Exercise requirements: Format the lines of the records as a JSON list of strings, one string per line with blank lines omitted, starting at the line containing "Trace the outline of every instance of the autumn" and ending at the line containing "[[[724,295],[735,297],[735,252],[724,252]]]".
* * * *
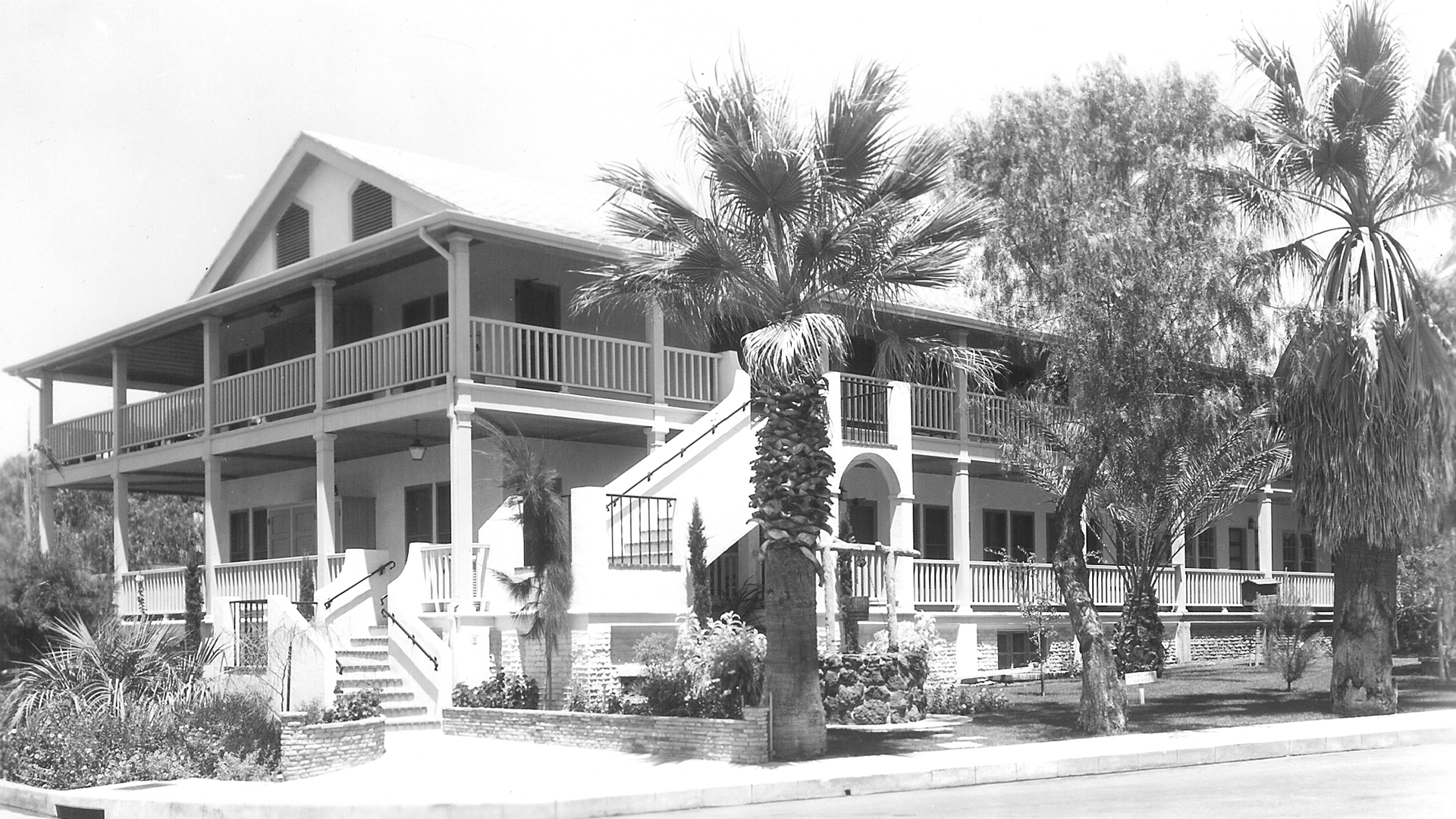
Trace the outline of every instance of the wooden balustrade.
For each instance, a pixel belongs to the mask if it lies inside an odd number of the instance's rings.
[[[121,576],[119,609],[122,616],[141,615],[146,600],[147,616],[181,616],[186,612],[186,568],[146,568]]]
[[[954,560],[914,561],[914,602],[930,606],[955,605],[960,568]]]
[[[45,428],[45,446],[61,463],[106,455],[112,450],[111,410],[51,424]]]
[[[667,398],[716,404],[719,363],[716,353],[664,347],[662,380]]]
[[[121,447],[140,449],[202,431],[205,388],[189,386],[121,408]]]
[[[329,401],[428,383],[450,372],[450,319],[335,347],[328,361]]]
[[[470,372],[515,380],[651,395],[642,341],[495,319],[470,319]]]
[[[961,431],[960,396],[954,389],[910,385],[910,431],[917,436],[955,437]]]
[[[313,407],[313,356],[300,356],[213,382],[218,427],[262,423],[269,415]]]

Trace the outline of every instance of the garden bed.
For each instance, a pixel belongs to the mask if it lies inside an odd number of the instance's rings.
[[[1147,704],[1137,704],[1136,691],[1127,707],[1128,733],[1200,730],[1254,723],[1328,720],[1329,669],[1332,660],[1310,663],[1294,691],[1267,667],[1243,663],[1194,663],[1171,666],[1147,686]],[[1415,659],[1396,657],[1401,711],[1456,708],[1456,683],[1421,676]],[[1076,739],[1080,679],[1047,681],[1047,695],[1038,683],[986,686],[1005,700],[1003,707],[977,713],[974,720],[932,714],[922,724],[887,726],[866,732],[855,726],[830,726],[830,756],[909,753],[949,748],[1016,745]]]
[[[630,753],[725,759],[769,759],[769,710],[744,708],[741,720],[646,717],[517,708],[443,708],[447,734],[572,745]]]
[[[298,711],[282,714],[278,759],[284,780],[301,780],[352,768],[384,755],[384,717],[316,723]]]

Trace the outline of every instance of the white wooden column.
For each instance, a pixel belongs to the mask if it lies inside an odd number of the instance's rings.
[[[55,380],[51,376],[41,376],[41,450],[50,452],[51,424],[55,423]],[[31,453],[26,453],[29,458]],[[41,463],[39,475],[45,474],[48,462]],[[39,491],[36,494],[36,514],[41,519],[41,554],[48,554],[55,545],[55,490],[45,485],[45,478],[38,478]]]
[[[131,525],[127,519],[127,477],[121,474],[121,442],[125,436],[127,411],[127,351],[111,348],[111,557],[116,574],[116,595],[121,595],[121,574],[127,571],[127,546]],[[119,597],[118,597],[119,599]]]
[[[319,565],[314,571],[314,589],[328,584],[329,555],[333,554],[338,526],[338,507],[333,503],[333,433],[313,433],[313,516],[316,526],[314,554]],[[307,600],[306,600],[307,602]]]
[[[333,280],[319,278],[313,283],[313,407],[319,412],[329,405],[329,347],[333,347]]]
[[[968,461],[957,461],[951,477],[951,557],[955,558],[955,611],[970,611],[971,463]]]
[[[211,609],[217,600],[217,564],[223,561],[224,541],[232,535],[223,522],[223,458],[202,456],[202,583],[205,584],[205,606]]]
[[[667,405],[667,360],[664,354],[662,307],[652,305],[646,312],[646,380],[652,393],[652,426],[646,430],[648,446],[657,449],[667,443],[667,420],[662,408]]]
[[[1259,493],[1258,570],[1274,577],[1274,487],[1265,484]]]
[[[450,300],[450,375],[456,383],[470,383],[470,235],[451,233],[446,236],[450,246],[448,300]]]
[[[450,410],[450,561],[454,577],[454,611],[470,611],[470,546],[475,544],[475,468],[470,427],[475,411],[462,398]]]
[[[202,316],[202,434],[217,428],[217,396],[213,383],[223,375],[223,319]]]

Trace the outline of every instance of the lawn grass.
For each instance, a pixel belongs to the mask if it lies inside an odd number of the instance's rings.
[[[1160,733],[1198,730],[1255,723],[1326,720],[1329,713],[1328,657],[1310,663],[1294,689],[1284,691],[1284,681],[1267,667],[1243,663],[1190,663],[1169,666],[1163,678],[1147,686],[1147,704],[1137,704],[1137,689],[1128,691],[1127,730]],[[1441,683],[1421,676],[1414,659],[1396,659],[1401,686],[1401,711],[1456,708],[1456,683]],[[996,686],[1009,701],[1006,710],[977,714],[974,720],[932,716],[925,726],[872,732],[831,726],[830,756],[865,753],[904,753],[978,745],[1016,745],[1076,739],[1080,679],[1047,681],[1047,694],[1038,695],[1037,682]]]

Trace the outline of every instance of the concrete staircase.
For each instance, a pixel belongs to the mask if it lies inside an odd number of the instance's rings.
[[[354,637],[348,648],[335,651],[342,666],[339,688],[345,694],[376,689],[384,707],[387,730],[437,729],[440,718],[430,716],[430,704],[405,681],[389,656],[389,631],[383,625],[371,625],[368,637]]]

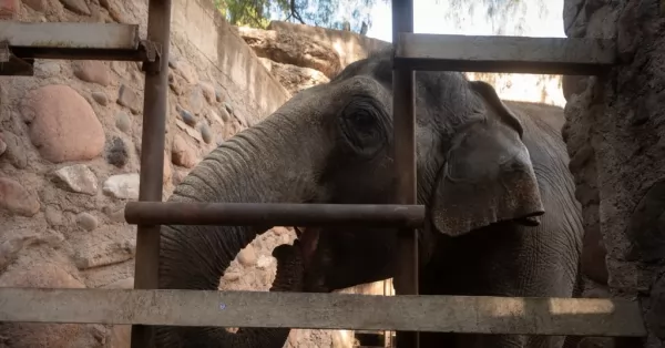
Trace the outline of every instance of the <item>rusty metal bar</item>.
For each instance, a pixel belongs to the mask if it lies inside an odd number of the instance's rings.
[[[125,221],[145,225],[421,227],[423,205],[129,202]]]
[[[0,288],[0,321],[644,337],[637,300]],[[403,346],[402,346],[403,347]]]
[[[413,32],[413,0],[392,0],[392,43],[399,51],[399,35]],[[392,70],[392,122],[395,134],[395,170],[398,204],[416,204],[416,113],[415,71],[408,66]],[[397,295],[418,295],[418,234],[413,228],[400,229],[396,249]],[[418,348],[417,331],[397,331],[398,348]]]
[[[618,61],[615,40],[399,33],[396,64],[429,71],[600,74]]]
[[[171,43],[171,0],[150,0],[147,6],[147,40],[161,52],[152,62],[143,62],[143,134],[141,143],[140,201],[162,201],[164,176],[164,137],[168,98],[168,48]],[[134,288],[158,287],[160,225],[139,225]],[[153,330],[132,326],[132,348],[154,346]]]

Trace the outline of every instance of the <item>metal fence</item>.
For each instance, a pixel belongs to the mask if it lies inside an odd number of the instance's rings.
[[[395,43],[395,205],[163,203],[171,1],[150,0],[147,38],[139,25],[0,22],[0,73],[31,75],[34,59],[142,61],[145,72],[135,289],[0,288],[0,321],[129,324],[132,347],[149,347],[152,325],[643,337],[638,303],[624,299],[418,296],[415,70],[600,74],[616,62],[600,39],[413,33],[412,1],[392,1]],[[397,296],[158,290],[161,224],[367,225],[399,227]],[[405,296],[408,295],[408,296]],[[221,314],[221,305],[224,315]],[[260,314],[260,315],[258,315]]]

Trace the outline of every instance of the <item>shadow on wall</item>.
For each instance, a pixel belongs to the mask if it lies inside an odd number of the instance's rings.
[[[350,31],[324,29],[283,21],[272,21],[267,30],[299,32],[321,44],[331,47],[339,54],[339,62],[342,69],[357,60],[366,58],[372,51],[378,51],[390,45],[389,42],[359,35]]]

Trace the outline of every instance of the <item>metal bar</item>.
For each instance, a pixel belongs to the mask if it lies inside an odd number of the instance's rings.
[[[139,25],[0,21],[0,42],[23,59],[142,60]]]
[[[400,50],[399,34],[413,32],[413,0],[392,0],[392,42]],[[415,71],[393,65],[392,122],[395,139],[395,174],[398,204],[416,204]],[[418,234],[403,228],[398,234],[395,275],[398,295],[418,295]],[[398,348],[418,348],[418,332],[396,332]]]
[[[168,48],[171,44],[171,0],[150,0],[147,4],[147,40],[161,52],[152,62],[143,62],[143,134],[141,143],[140,201],[162,201],[164,176],[164,137],[168,98]],[[160,225],[139,225],[134,288],[158,287]],[[153,347],[153,330],[132,326],[132,348]]]
[[[607,39],[411,33],[397,39],[396,62],[415,70],[600,74],[618,62]]]
[[[423,205],[129,202],[130,224],[421,227]]]
[[[640,303],[616,298],[0,288],[0,321],[646,335]]]

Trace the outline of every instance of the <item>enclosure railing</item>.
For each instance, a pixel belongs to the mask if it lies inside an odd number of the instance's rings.
[[[150,0],[147,38],[135,24],[0,21],[0,73],[32,75],[34,59],[143,62],[145,89],[134,289],[0,288],[0,321],[125,324],[132,347],[152,347],[154,325],[644,337],[640,304],[626,299],[418,296],[415,231],[416,70],[601,74],[616,63],[601,39],[464,37],[413,33],[412,1],[392,1],[395,205],[163,203],[171,1]],[[396,296],[156,289],[160,225],[365,225],[399,228]]]

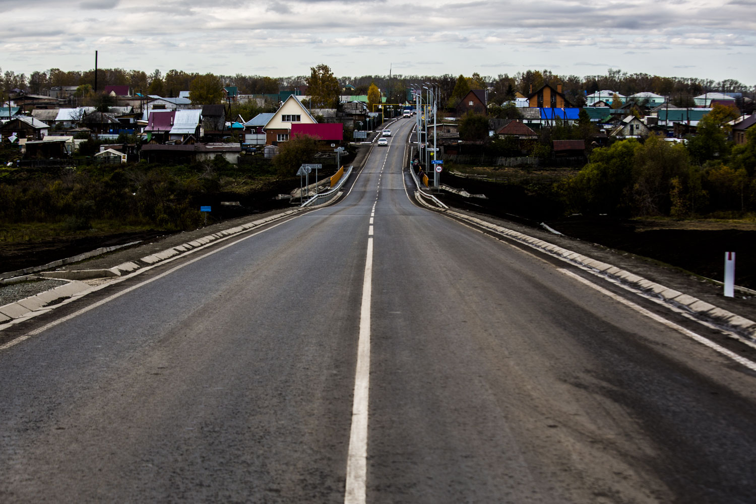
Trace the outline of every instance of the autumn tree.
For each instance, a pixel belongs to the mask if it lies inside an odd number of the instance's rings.
[[[380,90],[375,82],[370,83],[370,87],[367,88],[367,111],[373,112],[373,105],[381,103]]]
[[[209,74],[208,74],[209,75]],[[187,73],[184,70],[171,70],[166,73],[163,78],[163,92],[169,97],[178,96],[179,91],[189,89],[189,84],[197,76],[196,73]]]
[[[485,140],[488,138],[488,118],[468,110],[460,121],[459,131],[462,140]]]
[[[447,107],[452,109],[454,108],[459,104],[460,100],[465,97],[465,95],[469,92],[470,92],[469,82],[465,79],[463,75],[460,74],[460,76],[457,78],[457,84],[454,85],[454,88],[451,91],[451,96],[449,97]]]
[[[189,99],[192,104],[211,105],[223,100],[223,84],[212,73],[197,76],[189,83]]]
[[[328,65],[321,63],[311,67],[306,82],[311,108],[336,108],[341,88]]]
[[[304,163],[311,162],[318,152],[318,142],[308,135],[294,135],[278,145],[273,165],[279,177],[293,177]]]

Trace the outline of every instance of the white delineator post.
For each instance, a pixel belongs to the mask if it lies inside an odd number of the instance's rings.
[[[724,295],[735,297],[735,252],[724,252]]]

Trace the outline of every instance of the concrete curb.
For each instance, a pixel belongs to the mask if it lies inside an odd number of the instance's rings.
[[[58,266],[63,266],[64,264],[70,264],[72,262],[79,262],[79,261],[83,261],[84,259],[88,259],[91,257],[96,257],[109,252],[113,252],[113,250],[122,249],[123,247],[136,245],[139,243],[141,242],[132,242],[130,243],[125,243],[124,245],[115,245],[112,247],[101,247],[100,249],[95,249],[94,250],[91,250],[88,252],[79,254],[78,255],[74,255],[73,257],[67,257],[65,259],[53,261],[52,262],[48,262],[48,264],[42,264],[42,266],[33,266],[31,267],[25,267],[23,270],[0,273],[0,280],[16,278],[29,273],[36,273],[37,271],[42,271],[43,270],[49,270],[51,267],[57,267]]]
[[[59,286],[51,290],[45,291],[44,292],[40,292],[39,294],[20,299],[15,302],[0,306],[0,324],[5,324],[13,320],[26,320],[31,317],[49,311],[51,308],[48,308],[47,305],[51,301],[60,299],[61,298],[67,299],[78,295],[83,295],[86,293],[85,291],[88,291],[93,288],[91,286],[85,283],[84,282],[81,282],[80,280],[82,280],[108,277],[120,277],[129,273],[132,273],[141,267],[157,264],[161,261],[165,261],[166,259],[169,259],[174,256],[186,253],[192,249],[203,246],[221,238],[238,234],[273,221],[277,221],[278,219],[284,218],[284,217],[288,217],[296,213],[310,209],[291,209],[290,210],[287,210],[286,212],[283,212],[274,215],[270,215],[265,218],[253,221],[252,222],[248,222],[246,224],[241,224],[240,226],[236,226],[235,227],[223,230],[222,231],[218,231],[218,233],[213,233],[212,234],[209,234],[206,237],[203,237],[202,238],[197,238],[197,240],[194,240],[187,243],[182,243],[181,245],[171,247],[170,249],[166,249],[163,251],[150,254],[150,255],[146,255],[139,259],[138,262],[142,264],[138,264],[134,261],[128,261],[107,270],[74,270],[70,271],[43,272],[38,275],[38,277],[56,280],[70,280],[70,283],[65,285]],[[98,250],[101,249],[98,249]],[[94,252],[97,251],[92,251],[92,252]],[[87,252],[87,254],[91,254],[92,252]],[[86,254],[82,254],[82,255],[86,255]],[[92,256],[87,255],[87,257],[82,258],[82,259],[88,258],[88,257]],[[79,259],[79,261],[82,259]],[[59,261],[56,261],[56,263],[57,262]],[[59,264],[55,265],[60,265],[64,263],[61,262]],[[51,266],[51,267],[52,267],[52,266]],[[31,275],[26,275],[22,277],[22,279],[28,279],[30,277],[32,277]],[[0,329],[2,329],[2,327],[0,327]]]
[[[422,203],[429,208],[434,208],[425,202]],[[435,208],[434,209],[439,210]],[[756,341],[756,322],[733,314],[731,311],[723,310],[692,295],[683,294],[674,289],[670,289],[655,282],[652,282],[612,264],[592,259],[590,257],[582,255],[572,250],[567,250],[553,243],[544,242],[542,240],[528,237],[518,231],[514,231],[453,210],[445,210],[443,212],[456,219],[464,221],[476,227],[493,231],[497,234],[524,243],[551,255],[591,268],[622,283],[629,284],[649,295],[662,299],[672,306],[684,308],[700,318],[724,326],[733,332],[746,338],[751,342]]]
* * * *
Expected answer:
[
  "Trace the outline of every instance of the autumn tree.",
  "For each instance, a pixel belongs to the mask if it lies inside an odd number of the instance's rings.",
  "[[[380,90],[375,82],[370,83],[370,87],[367,88],[367,111],[373,112],[373,105],[381,103]]]",
  "[[[209,74],[208,74],[209,75]],[[187,73],[184,70],[171,70],[166,73],[163,78],[163,92],[169,97],[178,96],[179,91],[189,89],[189,84],[197,76],[196,73]]]",
  "[[[485,140],[488,138],[488,118],[468,110],[460,121],[459,131],[462,140]]]",
  "[[[447,107],[452,109],[454,108],[459,104],[460,100],[465,97],[465,95],[469,92],[470,92],[469,82],[465,79],[463,75],[460,74],[460,76],[457,78],[457,84],[454,85],[454,88],[451,91],[451,96],[449,97]]]",
  "[[[189,99],[192,104],[211,105],[223,100],[223,84],[212,73],[197,76],[189,83]]]",
  "[[[328,65],[321,63],[311,67],[306,82],[311,108],[336,108],[341,88]]]",
  "[[[304,163],[311,162],[318,152],[318,142],[308,135],[294,135],[278,145],[273,165],[279,177],[293,177]]]",
  "Trace the outline of every instance of the white delineator post.",
  "For each instance, a pixel belongs to the mask if it lies inside an odd number of the instance's rings.",
  "[[[724,295],[735,297],[735,252],[724,252]]]"
]